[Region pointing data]

:::::

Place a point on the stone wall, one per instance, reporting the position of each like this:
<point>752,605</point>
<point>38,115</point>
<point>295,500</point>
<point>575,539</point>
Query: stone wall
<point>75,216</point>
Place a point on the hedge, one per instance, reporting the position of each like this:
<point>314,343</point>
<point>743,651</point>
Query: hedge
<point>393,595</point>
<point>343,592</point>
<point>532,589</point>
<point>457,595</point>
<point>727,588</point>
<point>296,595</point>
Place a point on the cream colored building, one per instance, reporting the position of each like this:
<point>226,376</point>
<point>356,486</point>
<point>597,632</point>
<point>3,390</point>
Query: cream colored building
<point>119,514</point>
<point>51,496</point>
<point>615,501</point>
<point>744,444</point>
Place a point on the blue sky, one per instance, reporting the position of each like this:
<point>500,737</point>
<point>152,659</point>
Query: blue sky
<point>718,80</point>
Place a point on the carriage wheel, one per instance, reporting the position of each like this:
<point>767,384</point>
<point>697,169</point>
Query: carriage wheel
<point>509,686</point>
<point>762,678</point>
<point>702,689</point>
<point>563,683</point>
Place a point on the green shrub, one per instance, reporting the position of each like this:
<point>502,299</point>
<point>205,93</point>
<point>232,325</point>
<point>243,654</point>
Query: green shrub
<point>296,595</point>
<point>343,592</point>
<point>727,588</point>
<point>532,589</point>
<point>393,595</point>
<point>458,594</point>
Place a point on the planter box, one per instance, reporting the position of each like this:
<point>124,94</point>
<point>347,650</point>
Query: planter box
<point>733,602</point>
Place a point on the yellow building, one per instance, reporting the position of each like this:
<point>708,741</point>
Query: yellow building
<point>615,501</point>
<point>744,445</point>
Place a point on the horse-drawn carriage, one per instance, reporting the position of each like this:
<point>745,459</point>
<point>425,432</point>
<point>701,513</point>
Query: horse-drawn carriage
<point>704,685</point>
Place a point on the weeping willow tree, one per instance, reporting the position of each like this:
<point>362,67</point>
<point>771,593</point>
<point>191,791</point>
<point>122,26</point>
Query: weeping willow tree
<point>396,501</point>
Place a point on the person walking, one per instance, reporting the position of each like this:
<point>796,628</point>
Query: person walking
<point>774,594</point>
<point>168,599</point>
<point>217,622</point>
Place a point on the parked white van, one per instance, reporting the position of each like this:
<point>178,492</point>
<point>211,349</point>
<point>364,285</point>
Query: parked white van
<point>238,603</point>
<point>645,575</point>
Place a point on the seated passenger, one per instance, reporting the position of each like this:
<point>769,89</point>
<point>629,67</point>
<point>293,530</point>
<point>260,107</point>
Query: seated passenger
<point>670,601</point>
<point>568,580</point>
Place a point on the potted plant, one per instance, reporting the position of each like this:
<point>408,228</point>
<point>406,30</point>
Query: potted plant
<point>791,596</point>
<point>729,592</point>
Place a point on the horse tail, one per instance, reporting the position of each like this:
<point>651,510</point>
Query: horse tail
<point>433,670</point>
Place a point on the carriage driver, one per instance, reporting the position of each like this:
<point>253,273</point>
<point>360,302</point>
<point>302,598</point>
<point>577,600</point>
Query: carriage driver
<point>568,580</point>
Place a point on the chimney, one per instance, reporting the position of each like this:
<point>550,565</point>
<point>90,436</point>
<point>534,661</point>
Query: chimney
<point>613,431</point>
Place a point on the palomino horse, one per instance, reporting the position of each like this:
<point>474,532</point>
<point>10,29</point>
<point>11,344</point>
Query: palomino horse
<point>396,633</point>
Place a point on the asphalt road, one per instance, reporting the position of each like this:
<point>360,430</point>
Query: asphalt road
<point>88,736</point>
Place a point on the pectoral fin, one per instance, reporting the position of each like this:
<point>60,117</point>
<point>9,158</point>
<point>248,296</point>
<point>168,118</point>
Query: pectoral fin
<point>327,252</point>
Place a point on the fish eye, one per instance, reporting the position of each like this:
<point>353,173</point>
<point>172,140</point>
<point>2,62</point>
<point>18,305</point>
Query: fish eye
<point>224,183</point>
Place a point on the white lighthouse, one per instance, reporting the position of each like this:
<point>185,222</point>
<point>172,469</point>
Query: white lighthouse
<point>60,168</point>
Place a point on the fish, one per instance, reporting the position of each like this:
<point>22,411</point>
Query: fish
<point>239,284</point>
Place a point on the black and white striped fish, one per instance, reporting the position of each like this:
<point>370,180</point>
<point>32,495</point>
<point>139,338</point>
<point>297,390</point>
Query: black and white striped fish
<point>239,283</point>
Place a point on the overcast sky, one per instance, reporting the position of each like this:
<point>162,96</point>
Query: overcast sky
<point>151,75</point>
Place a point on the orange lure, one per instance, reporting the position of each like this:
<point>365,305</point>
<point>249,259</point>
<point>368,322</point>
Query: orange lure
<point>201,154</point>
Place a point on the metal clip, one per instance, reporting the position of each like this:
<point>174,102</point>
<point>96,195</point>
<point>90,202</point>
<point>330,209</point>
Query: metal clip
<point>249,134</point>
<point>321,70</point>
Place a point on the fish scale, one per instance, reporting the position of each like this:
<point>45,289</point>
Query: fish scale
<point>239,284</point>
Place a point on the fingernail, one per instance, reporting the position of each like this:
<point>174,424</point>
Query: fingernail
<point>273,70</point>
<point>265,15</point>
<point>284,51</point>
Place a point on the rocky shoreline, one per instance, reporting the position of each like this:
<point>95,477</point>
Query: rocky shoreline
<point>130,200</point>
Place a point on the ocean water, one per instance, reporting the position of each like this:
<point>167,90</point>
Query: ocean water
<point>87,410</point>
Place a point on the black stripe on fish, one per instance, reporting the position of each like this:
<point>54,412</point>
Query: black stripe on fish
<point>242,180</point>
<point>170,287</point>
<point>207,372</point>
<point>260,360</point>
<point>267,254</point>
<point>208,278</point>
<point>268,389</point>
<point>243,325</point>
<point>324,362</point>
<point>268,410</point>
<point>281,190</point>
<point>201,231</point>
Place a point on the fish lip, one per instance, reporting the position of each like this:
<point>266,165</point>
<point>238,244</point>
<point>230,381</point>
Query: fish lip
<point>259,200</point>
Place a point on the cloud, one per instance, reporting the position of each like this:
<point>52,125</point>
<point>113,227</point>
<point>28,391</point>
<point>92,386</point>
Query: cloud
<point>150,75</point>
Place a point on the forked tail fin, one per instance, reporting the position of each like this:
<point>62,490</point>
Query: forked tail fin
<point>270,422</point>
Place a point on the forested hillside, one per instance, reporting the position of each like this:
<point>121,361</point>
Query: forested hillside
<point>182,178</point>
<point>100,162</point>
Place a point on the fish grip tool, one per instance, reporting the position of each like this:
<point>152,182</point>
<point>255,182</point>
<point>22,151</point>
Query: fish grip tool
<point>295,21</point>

:::::

_Task objective_: What is needed here is an exact copy of every record.

_Worked solution_:
Place a point on the stone wall, one per instance, reporting the position of each like this:
<point>752,605</point>
<point>38,115</point>
<point>295,500</point>
<point>575,539</point>
Query: stone wall
<point>75,216</point>
Place a point on the hedge, one per instance, reporting the position of each like this:
<point>314,343</point>
<point>743,651</point>
Query: hedge
<point>393,595</point>
<point>343,592</point>
<point>532,589</point>
<point>457,595</point>
<point>727,588</point>
<point>296,595</point>
Place a point on the cream colored building, one per instance, reporting the position of each like this:
<point>226,376</point>
<point>356,486</point>
<point>597,632</point>
<point>3,390</point>
Query: cream colored building
<point>119,514</point>
<point>51,496</point>
<point>615,501</point>
<point>744,444</point>
Place a point on the blue sky, one per instance, reporting the position of each like this:
<point>500,737</point>
<point>152,659</point>
Query: blue sky
<point>718,80</point>
Place a point on the carriage wheel, one per instance, reporting the position of each like this:
<point>767,384</point>
<point>697,169</point>
Query: carriage wheel
<point>509,686</point>
<point>762,678</point>
<point>702,689</point>
<point>563,683</point>
Place a point on the green shrub, one per instance, reporting the position of each like this:
<point>502,299</point>
<point>205,93</point>
<point>232,325</point>
<point>243,654</point>
Query: green shrub
<point>296,595</point>
<point>343,592</point>
<point>727,588</point>
<point>532,589</point>
<point>393,595</point>
<point>458,594</point>
Place a point on the planter box, one per instance, reporting the position of each like this:
<point>124,94</point>
<point>347,650</point>
Query: planter box
<point>733,602</point>
Place a point on the yellow building, one per instance, reporting the position of each like this:
<point>708,741</point>
Query: yellow building
<point>615,501</point>
<point>744,445</point>
Place a point on the horse-drawn carriage, one per instance, reporting the position of each like this:
<point>745,459</point>
<point>425,432</point>
<point>701,513</point>
Query: horse-drawn carriage
<point>704,685</point>
Place a point on the weeping willow tree, one per instance, reporting the position of each like this:
<point>362,67</point>
<point>771,593</point>
<point>191,791</point>
<point>122,26</point>
Query: weeping willow tree
<point>396,501</point>
Place a point on the person walking, one per instance, reporting the position of each like this:
<point>796,628</point>
Query: person walking
<point>774,594</point>
<point>168,599</point>
<point>217,622</point>
Place a point on the parked white van, one per instance, reporting the position of each like this:
<point>178,492</point>
<point>211,349</point>
<point>364,285</point>
Query: parked white van
<point>238,603</point>
<point>645,575</point>
Place a point on the seated passenger, one per instance, reporting the position of each like this:
<point>769,89</point>
<point>629,67</point>
<point>293,530</point>
<point>260,107</point>
Query: seated passenger
<point>670,601</point>
<point>568,580</point>
Place a point on the potted plant, one per instance, reporting the position of each like this:
<point>408,228</point>
<point>406,30</point>
Query: potted plant
<point>791,596</point>
<point>729,592</point>
Place a point on the horse tail, one per instance, reporting the position of each like this:
<point>651,510</point>
Query: horse tail
<point>433,670</point>
Place a point on the carriage driver, one per instance, reporting the position of each like this:
<point>253,273</point>
<point>360,302</point>
<point>302,598</point>
<point>577,600</point>
Query: carriage driver
<point>568,580</point>
Place a point on the chimney, one per instance, reporting the position of each like this:
<point>550,565</point>
<point>90,436</point>
<point>534,661</point>
Query: chimney
<point>613,431</point>
Place a point on the palomino horse, one per instance, reporting the position of each like this:
<point>474,532</point>
<point>10,29</point>
<point>11,344</point>
Query: palomino horse
<point>396,633</point>
Place a point on the asphalt road, one per instance, reporting the position of each like this:
<point>360,430</point>
Query: asphalt road
<point>88,736</point>
Place a point on the pectoral fin, one per instance, reporting the position of each like this:
<point>60,117</point>
<point>9,158</point>
<point>248,296</point>
<point>168,118</point>
Query: pectoral fin
<point>327,252</point>
Place a point on the fish eye, one per instance, reporting the position of each like this:
<point>353,173</point>
<point>172,140</point>
<point>2,62</point>
<point>18,305</point>
Query: fish eye
<point>224,183</point>
Place a point on the white lighthouse, one per instance, reporting the position of each like this:
<point>185,222</point>
<point>172,469</point>
Query: white lighthouse
<point>60,168</point>
Place a point on the fish, one per instance, reporting the position of each like this:
<point>22,411</point>
Query: fish
<point>239,284</point>
Place a point on the black and white striped fish, one per instance, reporting the position of each like this:
<point>370,180</point>
<point>32,495</point>
<point>139,338</point>
<point>297,390</point>
Query: black and white striped fish
<point>239,283</point>
Place a point on the overcast sky, one per instance, reporting the position of each like this:
<point>162,96</point>
Query: overcast sky
<point>151,75</point>
Place a point on the orange lure, one per instance, reporting the position of each like this:
<point>365,305</point>
<point>249,259</point>
<point>368,322</point>
Query: orange lure
<point>201,154</point>
Place a point on the metal clip, one per instance, reporting the position of each like this:
<point>174,102</point>
<point>96,195</point>
<point>90,202</point>
<point>330,209</point>
Query: metal clip
<point>249,134</point>
<point>321,70</point>
Place a point on the fish scale, one per instance, reporting the position of each like this:
<point>45,289</point>
Query: fish scale
<point>239,284</point>
Place a point on the fingernail, one per instance, reporting the position of each like this:
<point>174,424</point>
Query: fingernail
<point>273,70</point>
<point>265,15</point>
<point>284,51</point>
Place a point on the rocky shoreline, one per instance, reporting the position of each like this:
<point>95,477</point>
Query: rocky shoreline
<point>130,200</point>
Place a point on the ocean water, one per instance, reporting the position of each like this:
<point>167,90</point>
Query: ocean water
<point>87,410</point>
Place a point on the black stripe on fish, one per instance, reporting the position of each like this:
<point>54,412</point>
Query: black stripe on fish
<point>242,180</point>
<point>170,287</point>
<point>207,372</point>
<point>260,360</point>
<point>267,254</point>
<point>208,278</point>
<point>268,389</point>
<point>243,325</point>
<point>324,362</point>
<point>268,410</point>
<point>281,190</point>
<point>201,231</point>
Place a point on the fish lip, one per instance, reporting the position of each like this:
<point>266,165</point>
<point>238,244</point>
<point>230,381</point>
Query: fish lip
<point>259,200</point>
Place a point on the cloud, one per instance, reporting the position of each like this:
<point>52,125</point>
<point>113,227</point>
<point>28,391</point>
<point>92,386</point>
Query: cloud
<point>150,75</point>
Place a point on the forked tail fin, one per instance, reporting the position of each like this:
<point>62,490</point>
Query: forked tail fin
<point>270,422</point>
Place a point on the forested hillside, one per instance, reporting the position of each like this:
<point>121,361</point>
Query: forested hillside
<point>182,178</point>
<point>100,162</point>
Place a point on the fish grip tool, one per instance, reporting the position of each like this:
<point>152,182</point>
<point>255,182</point>
<point>22,151</point>
Query: fish grip tool
<point>295,21</point>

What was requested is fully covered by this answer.